#### What you are asked to do:
Please render the material below as a two-column CSV headed label_text and coordinates, with one row for each text and its answer. Put each value in a single quoted field, replacing any line breaks with spaces.

#### Supplied data:

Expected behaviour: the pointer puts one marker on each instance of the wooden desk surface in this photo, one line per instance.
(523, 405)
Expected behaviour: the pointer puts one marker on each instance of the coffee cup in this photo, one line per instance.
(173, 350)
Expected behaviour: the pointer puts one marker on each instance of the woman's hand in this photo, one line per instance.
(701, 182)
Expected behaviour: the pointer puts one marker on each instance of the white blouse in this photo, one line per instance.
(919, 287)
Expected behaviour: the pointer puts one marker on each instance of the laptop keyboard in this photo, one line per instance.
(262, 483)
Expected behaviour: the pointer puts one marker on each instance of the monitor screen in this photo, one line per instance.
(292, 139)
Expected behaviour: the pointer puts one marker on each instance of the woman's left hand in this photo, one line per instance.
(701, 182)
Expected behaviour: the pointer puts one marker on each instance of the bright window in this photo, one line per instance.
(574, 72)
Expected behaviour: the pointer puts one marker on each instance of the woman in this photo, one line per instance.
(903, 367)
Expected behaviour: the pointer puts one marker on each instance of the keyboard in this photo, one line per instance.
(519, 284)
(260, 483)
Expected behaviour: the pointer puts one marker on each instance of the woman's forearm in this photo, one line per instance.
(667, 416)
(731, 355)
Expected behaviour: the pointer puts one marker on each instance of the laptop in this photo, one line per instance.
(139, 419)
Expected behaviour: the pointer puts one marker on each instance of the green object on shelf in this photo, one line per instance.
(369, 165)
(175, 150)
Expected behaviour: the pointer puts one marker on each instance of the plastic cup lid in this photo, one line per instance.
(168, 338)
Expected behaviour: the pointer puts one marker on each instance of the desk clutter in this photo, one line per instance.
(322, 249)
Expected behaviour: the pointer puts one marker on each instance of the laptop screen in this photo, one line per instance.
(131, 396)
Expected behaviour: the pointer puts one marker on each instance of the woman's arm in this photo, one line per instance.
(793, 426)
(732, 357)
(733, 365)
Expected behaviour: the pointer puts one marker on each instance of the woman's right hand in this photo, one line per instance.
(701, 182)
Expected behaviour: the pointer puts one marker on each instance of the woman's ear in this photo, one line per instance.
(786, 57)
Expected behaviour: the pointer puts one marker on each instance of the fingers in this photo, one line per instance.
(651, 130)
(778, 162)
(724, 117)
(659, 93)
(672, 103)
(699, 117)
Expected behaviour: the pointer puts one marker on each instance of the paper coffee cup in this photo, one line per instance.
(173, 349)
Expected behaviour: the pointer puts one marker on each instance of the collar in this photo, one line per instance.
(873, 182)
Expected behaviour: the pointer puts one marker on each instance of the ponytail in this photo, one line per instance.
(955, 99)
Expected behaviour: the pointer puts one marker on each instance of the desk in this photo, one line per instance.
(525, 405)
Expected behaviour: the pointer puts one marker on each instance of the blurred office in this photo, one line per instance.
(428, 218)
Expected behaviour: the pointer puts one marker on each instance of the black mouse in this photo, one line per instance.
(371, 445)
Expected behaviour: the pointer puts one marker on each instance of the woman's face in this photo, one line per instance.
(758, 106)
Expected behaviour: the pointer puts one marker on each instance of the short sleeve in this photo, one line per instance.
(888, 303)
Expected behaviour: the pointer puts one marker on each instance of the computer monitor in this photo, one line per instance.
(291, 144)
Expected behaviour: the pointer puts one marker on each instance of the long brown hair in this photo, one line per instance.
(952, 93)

#### Full answer:
label_text,coordinates
"Expected behaviour: the pointer puts one marker on each instance of the wooden desk surface in this photo, one line per instance.","(523, 405)"
"Expected behaviour: the pointer puts one marker on each instance of the coffee cup in this photo, one line per instance.","(173, 350)"
"Expected behaviour: the pointer puts one marker on each instance of the woman's hand in this photo, one line per instance.","(701, 182)"
"Expected behaviour: the pointer puts one marker on each instance of the white blouse in this photo, one line per instance.","(919, 287)"
"Expected behaviour: the pointer puts one marker on each instance of the laptop keyboard in this photo, one line per instance.","(262, 483)"
"Expected behaviour: the pointer puts one marker on each instance of the monitor screen in this photo, one line per instance.","(292, 139)"
"Expected behaviour: the pointer puts one marker on each instance of the woman's left hand in this photo, one line per instance.","(701, 182)"
"Expected behaviour: the pointer puts one marker on each instance of the bright window in this photo, one line per instance.","(574, 72)"
"Expected behaviour: the pointer puts one marker on each instance of the woman in this photo, one line per instance.","(903, 367)"
"Expected behaviour: the pointer puts one marker on each instance of the keyboard in this photo, one line per instance.","(519, 284) (260, 483)"
"Expected behaviour: the pointer puts one marker on each instance of the woman's forearm in this photo, one line per instance.","(667, 416) (731, 355)"
"Expected behaviour: the pointer puts one marker on each instance of the laptop in this photo, one line per instance.","(139, 419)"
"Expected behaviour: the pointer puts one marker on each instance of the green object on shelf in this photo, one line per instance.","(369, 165) (175, 150)"
"Expected behaviour: the pointer puts one marker on each instance of the plastic cup lid in this photo, one line per instance.","(168, 338)"
"Expected behaviour: the pointer puts one marker on each instance of the desk clutter in this photo, one line per instance.","(322, 249)"
"Expected behaviour: the pointer puts one marker on each instance of the laptop screen in this photo, one line per instance.","(131, 396)"
"Expected behaviour: the pointer puts one marker on each instance of the woman's arm in this photo, one line per instance.","(793, 426) (732, 357) (733, 365)"
"Expected behaviour: the pointer puts one marker on each instance of the woman's right hand in this photo, one line per instance.","(701, 182)"
"Expected behaviour: the pointer puts one marker on each instance of the woman's ear in this photo, one line per instance.","(786, 57)"
"Expected behaviour: the pointer puts one marker on each instance of the fingers in this photo, one line per instance.","(651, 130) (778, 162) (724, 117) (659, 93) (672, 103) (699, 117)"
"Expected behaviour: the pointer puts one marker on each instance of the paper coffee cup in this photo, one line per instance.","(173, 349)"
"Expected behaviour: the pointer puts one marker on each instance of the collar in this photo, one line per instance.","(873, 182)"
"Expected behaviour: the pointer puts one marker on each instance of the ponytail in this photo, one line per instance.","(955, 99)"
"Expected behaviour: the pointer puts one marker on each instance of the desk in this photo, one line per instance.","(525, 405)"
"Expected behaviour: the pointer puts one marker on each instance of the blurred office in this photo, one line per instance.","(428, 218)"
"Expected behaviour: the pointer puts one marker on each instance of the black mouse in this photo, one line per instance.","(371, 445)"
"Expected behaviour: the pointer puts one marker on each instance of the woman's face in this photo, one line per instance.","(758, 106)"
"Expected behaviour: the pointer puts one marker on each instance of the short sleeve in this photo, one line per instance.","(888, 303)"
"Expected behaviour: the pointer puts one marker on each instance of the computer monitor in this photo, one line per instance.","(291, 144)"
"Expected behaviour: the pointer puts one marker on each instance of the long brown hair in this photo, one line per instance.","(952, 93)"